» What you should do
Could you output, exactly and with nothing else, every line from the one that contains "of the pine" through the last line of the listing below?
──────── Source data ────────
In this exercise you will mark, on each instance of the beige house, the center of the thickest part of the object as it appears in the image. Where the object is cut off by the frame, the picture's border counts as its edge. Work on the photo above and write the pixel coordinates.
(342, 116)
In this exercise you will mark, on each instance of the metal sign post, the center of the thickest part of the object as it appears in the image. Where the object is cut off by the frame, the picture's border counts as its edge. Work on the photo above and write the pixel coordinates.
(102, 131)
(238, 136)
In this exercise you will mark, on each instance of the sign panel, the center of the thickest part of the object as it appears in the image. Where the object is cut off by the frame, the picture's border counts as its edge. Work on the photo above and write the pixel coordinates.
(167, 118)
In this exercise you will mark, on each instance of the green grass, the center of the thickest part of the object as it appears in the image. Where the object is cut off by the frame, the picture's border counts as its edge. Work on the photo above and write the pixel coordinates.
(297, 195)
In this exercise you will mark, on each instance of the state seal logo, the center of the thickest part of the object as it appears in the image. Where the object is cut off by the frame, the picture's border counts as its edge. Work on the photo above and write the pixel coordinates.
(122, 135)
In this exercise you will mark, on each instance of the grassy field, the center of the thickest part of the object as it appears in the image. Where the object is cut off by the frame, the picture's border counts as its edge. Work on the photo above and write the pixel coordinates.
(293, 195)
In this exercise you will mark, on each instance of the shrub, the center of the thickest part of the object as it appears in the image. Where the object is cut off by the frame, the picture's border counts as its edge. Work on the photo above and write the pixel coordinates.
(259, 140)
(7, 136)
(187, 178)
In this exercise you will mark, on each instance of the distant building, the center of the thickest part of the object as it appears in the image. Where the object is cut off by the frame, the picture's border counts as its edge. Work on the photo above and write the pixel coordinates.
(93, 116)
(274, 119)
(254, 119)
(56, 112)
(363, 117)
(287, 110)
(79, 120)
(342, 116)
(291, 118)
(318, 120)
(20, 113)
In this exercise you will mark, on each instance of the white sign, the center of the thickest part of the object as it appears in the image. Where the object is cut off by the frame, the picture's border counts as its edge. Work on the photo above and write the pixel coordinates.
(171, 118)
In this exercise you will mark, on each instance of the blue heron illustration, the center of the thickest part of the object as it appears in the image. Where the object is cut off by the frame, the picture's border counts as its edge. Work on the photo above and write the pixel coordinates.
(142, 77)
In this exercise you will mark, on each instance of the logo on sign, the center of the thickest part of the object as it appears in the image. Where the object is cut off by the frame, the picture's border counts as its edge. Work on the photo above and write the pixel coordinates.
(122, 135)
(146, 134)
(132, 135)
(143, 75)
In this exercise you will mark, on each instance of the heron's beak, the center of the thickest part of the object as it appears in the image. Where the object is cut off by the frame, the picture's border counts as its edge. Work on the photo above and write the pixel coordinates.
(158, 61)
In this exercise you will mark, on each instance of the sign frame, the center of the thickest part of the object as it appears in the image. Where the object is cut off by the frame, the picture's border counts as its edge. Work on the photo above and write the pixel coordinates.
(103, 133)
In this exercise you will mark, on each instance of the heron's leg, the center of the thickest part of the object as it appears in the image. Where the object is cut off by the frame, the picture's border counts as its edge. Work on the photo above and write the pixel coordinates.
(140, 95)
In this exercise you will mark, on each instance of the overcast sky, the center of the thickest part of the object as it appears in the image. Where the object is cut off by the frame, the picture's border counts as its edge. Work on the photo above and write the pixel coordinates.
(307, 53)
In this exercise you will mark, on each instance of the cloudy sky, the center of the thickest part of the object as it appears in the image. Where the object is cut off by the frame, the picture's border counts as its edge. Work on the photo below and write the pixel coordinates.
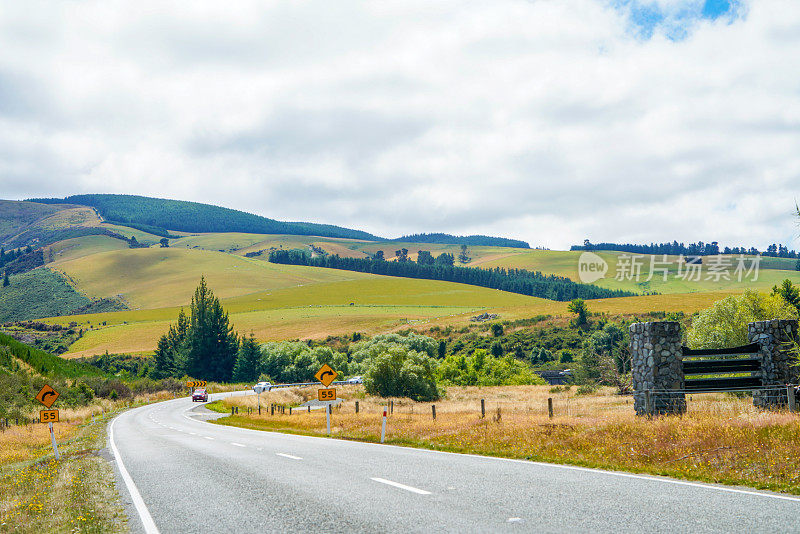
(545, 120)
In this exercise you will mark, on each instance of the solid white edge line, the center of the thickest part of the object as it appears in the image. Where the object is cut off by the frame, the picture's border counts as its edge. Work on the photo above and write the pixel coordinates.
(652, 478)
(401, 486)
(144, 514)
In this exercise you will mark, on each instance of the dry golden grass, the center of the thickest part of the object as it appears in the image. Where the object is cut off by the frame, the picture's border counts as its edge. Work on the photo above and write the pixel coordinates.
(74, 494)
(720, 439)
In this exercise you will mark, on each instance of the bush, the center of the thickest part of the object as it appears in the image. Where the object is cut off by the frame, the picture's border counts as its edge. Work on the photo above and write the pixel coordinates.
(481, 369)
(725, 323)
(397, 371)
(586, 389)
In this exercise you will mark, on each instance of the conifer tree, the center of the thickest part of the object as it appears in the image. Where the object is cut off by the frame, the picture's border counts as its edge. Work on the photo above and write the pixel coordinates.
(248, 361)
(211, 343)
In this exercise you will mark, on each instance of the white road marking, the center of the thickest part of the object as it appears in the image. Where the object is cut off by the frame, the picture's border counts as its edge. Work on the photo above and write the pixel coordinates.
(401, 486)
(602, 472)
(144, 514)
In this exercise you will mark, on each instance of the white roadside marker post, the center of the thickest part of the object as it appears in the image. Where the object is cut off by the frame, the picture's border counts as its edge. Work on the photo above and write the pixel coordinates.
(53, 439)
(328, 417)
(383, 426)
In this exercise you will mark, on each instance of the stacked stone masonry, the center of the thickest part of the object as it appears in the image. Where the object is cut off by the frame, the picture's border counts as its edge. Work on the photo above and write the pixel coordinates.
(775, 339)
(657, 368)
(657, 364)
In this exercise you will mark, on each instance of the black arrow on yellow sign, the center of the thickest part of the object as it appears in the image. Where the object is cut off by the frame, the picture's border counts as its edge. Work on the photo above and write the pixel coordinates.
(47, 395)
(326, 375)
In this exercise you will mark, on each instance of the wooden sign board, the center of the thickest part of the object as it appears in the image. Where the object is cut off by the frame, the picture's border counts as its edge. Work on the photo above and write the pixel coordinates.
(48, 416)
(47, 395)
(326, 394)
(326, 375)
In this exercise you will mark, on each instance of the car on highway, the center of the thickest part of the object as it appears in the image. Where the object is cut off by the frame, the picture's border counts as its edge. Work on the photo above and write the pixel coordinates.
(262, 386)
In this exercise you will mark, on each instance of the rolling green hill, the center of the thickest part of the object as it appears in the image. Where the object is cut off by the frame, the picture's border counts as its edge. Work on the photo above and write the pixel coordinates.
(164, 214)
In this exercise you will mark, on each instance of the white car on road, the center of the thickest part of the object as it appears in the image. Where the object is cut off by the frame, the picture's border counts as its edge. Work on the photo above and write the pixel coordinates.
(262, 386)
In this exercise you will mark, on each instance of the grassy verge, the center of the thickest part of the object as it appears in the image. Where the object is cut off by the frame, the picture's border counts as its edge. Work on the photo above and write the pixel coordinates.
(721, 439)
(74, 494)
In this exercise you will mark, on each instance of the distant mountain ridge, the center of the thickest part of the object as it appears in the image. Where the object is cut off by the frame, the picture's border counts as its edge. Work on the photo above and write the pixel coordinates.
(159, 215)
(471, 240)
(165, 214)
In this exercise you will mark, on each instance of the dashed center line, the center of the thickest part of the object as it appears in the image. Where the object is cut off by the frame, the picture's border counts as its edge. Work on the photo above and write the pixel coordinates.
(401, 486)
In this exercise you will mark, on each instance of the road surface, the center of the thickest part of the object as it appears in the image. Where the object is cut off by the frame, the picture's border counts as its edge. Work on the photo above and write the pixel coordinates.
(181, 474)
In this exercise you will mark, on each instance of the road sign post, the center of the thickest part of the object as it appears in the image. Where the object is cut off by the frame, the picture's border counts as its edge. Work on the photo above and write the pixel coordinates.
(48, 396)
(326, 394)
(326, 375)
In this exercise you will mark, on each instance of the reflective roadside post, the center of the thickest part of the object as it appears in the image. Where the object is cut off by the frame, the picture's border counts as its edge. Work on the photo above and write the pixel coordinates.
(383, 425)
(328, 417)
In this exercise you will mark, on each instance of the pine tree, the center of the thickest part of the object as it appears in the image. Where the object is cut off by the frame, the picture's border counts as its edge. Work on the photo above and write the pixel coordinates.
(169, 358)
(211, 343)
(248, 361)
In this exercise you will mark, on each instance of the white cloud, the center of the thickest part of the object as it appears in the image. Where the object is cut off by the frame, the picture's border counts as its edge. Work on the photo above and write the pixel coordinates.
(545, 121)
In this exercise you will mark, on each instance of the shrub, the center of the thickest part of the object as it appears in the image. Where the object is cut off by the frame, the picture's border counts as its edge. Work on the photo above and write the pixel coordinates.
(725, 323)
(586, 389)
(397, 371)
────────
» Exercise result
In this exercise you will mark, on each instance of the pine tree, the center of the thickest part of the object as it appears in the image. Where the object is cut off by the frame, the picture's border counts as its edge. Work on the photo above and write the pixel coordinates.
(169, 358)
(211, 343)
(248, 361)
In this exercise you will mark, on each instance of the white cloud, the center of the thickest part of the object as it appears in the image. Where the object is cut off by the frame, the picture's border counts as its edge. Work on the photo above and write the pixel coordinates.
(545, 121)
In this exercise you will mark, on each instance of the shrub, the center of the thickest part of the object as it appears in the image. Where the object is cut off by the frame, the picture's border counts as its edge. Work on the photo above and write the pixel coordinates.
(725, 323)
(586, 389)
(397, 371)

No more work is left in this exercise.